TO DO →
• 1. Reproduce the passage of the womb health essay below from "At 30 years" to "on the topics." word for word.
• 2. According to the womb health essay below, at what age did the writer declare an intention to "completely change my life"?

Your Health Begins in Your Womb!
My holistic health journey began at the age of 10 years old when my mother was diagnosed with breast cancer. She was the first person I saw take ownership of her health and her healing. I remember having unpasteurized apple juice, echinacea and an aloe vera plant in our home regularly. I knew at the age of ten, that unpasteurized apple juice was healthier than the main brand, that echinacea supported my immune health and that aloe vera was a plant used to heal cuts and bruises. This awareness was by far one of the greatest gifts my mother gave me; the belief that I have agency in my health and that the earth offers all I need to care for and heal the body. I used this philosophy to discover and understand my health and what my body needed to thrive; the healing power of holistic medicine is liberating and empowering. As I began to deepen my own understanding of holistic health, I found myself engaging in conversations with those closest to me about their health issues and possible solutions. This passion has grown to a community level of sharing resources and knowledge.
Although I had the awareness and understanding of holistic health and medicine at an early age, my self-care journey started much later in life- mainly due to constant burnout and exhaustion from the twists and turns of my life. At the age of 28, I made a private and semi-public declaration to “completely change my life.” This change included physical spaces, emotional connections, spiritual practices, my financial wellbeing, career options and most importantly, how I cared for myself through these transitions. There are a few major factors that made this declaration a reality after 3 years of “doing the work” (personal development): 1) I got a life coach (honestly one of the best decisions of my adult life); 2) I mastered setting boundaries and 3) I began a regular practice of Chinese acupuncture and herbs. In addition to these choices, I became very interested in food and herbal therapies and what my body needed to feel good and healthy.
At 30 years old, my holistic health and self-care journeys intersected and became a newly adopted lifestyle- my “new normal.” The idea of motherhood was a serious consideration and I became acutely interested in my womb health, and the womb-story of my family. This thought process lead me into a series of untold stories and conversations about womb health and history. The knowledge I discovered both enlightened and infuriated me; I was grateful to have the information and angry that it was never shared before that moment. It was at this point that I began sharing my self-care/self love/holistic health journey publicly and the community began to view me as a resource on the topics.
My journey of womb wellness deepened in 2016 when I learned that three very significant women in my life were pregnant and expected to deliver in 2017. Each of these women wanted me to participate in their labor/birth process actively, and coincidentally I had the desire to be a doula for about five years. These three women gave me the push I needed to start my doula training. As a doula in training, I have supported four mothers in the prenatal, labor, postpartum process.

STORED DATA →
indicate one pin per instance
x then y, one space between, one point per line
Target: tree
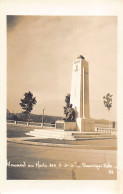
27 103
108 103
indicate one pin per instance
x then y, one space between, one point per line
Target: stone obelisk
80 94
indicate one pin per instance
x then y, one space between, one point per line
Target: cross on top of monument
80 56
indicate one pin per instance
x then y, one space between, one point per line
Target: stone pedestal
66 126
85 125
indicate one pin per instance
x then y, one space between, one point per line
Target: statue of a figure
70 114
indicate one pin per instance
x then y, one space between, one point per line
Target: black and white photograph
61 97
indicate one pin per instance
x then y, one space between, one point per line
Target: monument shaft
80 94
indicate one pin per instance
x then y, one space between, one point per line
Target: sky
40 55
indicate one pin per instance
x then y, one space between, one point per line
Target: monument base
85 125
67 126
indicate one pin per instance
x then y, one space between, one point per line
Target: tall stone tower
80 94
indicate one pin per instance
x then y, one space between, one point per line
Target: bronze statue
70 114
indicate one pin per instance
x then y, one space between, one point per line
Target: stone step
53 135
70 135
93 136
90 133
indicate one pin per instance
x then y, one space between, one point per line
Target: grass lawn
17 130
97 142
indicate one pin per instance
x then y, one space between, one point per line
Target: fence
30 123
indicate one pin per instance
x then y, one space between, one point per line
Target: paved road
55 163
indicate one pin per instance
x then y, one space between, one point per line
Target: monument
80 95
79 99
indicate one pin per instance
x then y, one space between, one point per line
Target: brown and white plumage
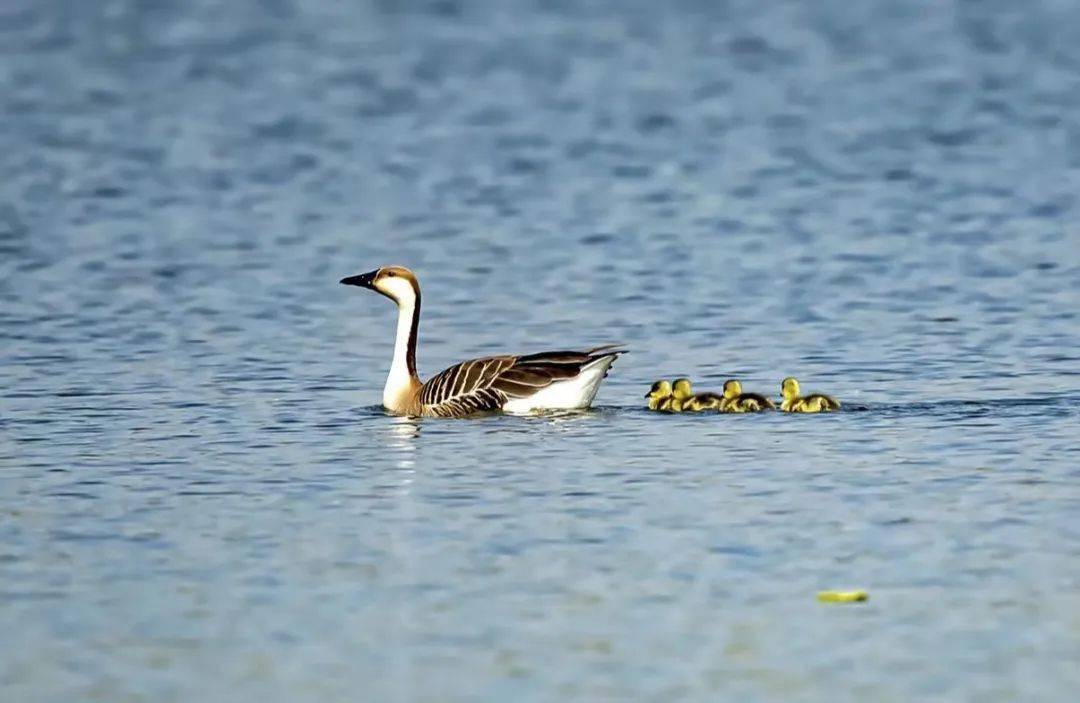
549 380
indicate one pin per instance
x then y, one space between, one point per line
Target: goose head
659 391
790 388
395 282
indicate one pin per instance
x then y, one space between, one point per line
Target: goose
690 402
812 403
736 401
547 381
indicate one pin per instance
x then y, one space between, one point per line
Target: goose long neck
408 322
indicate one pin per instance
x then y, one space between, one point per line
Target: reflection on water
200 501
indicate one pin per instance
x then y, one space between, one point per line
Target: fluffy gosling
812 403
660 395
736 401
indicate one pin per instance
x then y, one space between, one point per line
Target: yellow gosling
736 401
660 395
813 403
842 596
682 392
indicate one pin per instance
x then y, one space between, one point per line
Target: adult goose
545 381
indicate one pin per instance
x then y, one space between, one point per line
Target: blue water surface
201 499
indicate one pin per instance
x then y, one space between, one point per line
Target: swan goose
544 381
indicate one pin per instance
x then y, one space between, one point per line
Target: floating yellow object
842 596
812 403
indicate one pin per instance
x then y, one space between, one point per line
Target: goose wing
487 383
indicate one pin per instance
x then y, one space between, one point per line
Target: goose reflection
402 433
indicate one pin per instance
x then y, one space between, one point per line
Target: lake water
201 498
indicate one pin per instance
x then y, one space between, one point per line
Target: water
200 498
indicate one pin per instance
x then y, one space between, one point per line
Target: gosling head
659 391
395 282
790 388
682 389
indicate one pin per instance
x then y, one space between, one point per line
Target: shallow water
200 498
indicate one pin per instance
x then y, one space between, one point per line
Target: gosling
660 395
690 402
736 401
812 403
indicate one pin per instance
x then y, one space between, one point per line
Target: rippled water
200 498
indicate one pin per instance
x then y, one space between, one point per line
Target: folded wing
483 384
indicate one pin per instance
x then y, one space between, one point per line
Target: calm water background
200 498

ANSWERS BELOW →
• 1.
At 30 years old, my holistic health and self-care journeys intersected and became a newly adopted lifestyle- my “new normal.” The idea of motherhood was a serious consideration and I became acutely interested in my womb health, and the womb-story of my family. This thought process lead me into a series of untold stories and conversations about womb health and history. The knowledge I discovered both enlightened and infuriated me; I was grateful to have the information and angry that it was never shared before that moment. It was at this point that I began sharing my self-care/self love/holistic health journey publicly and the community began to view me as a resource on the topics.

• 2. At the age of 28.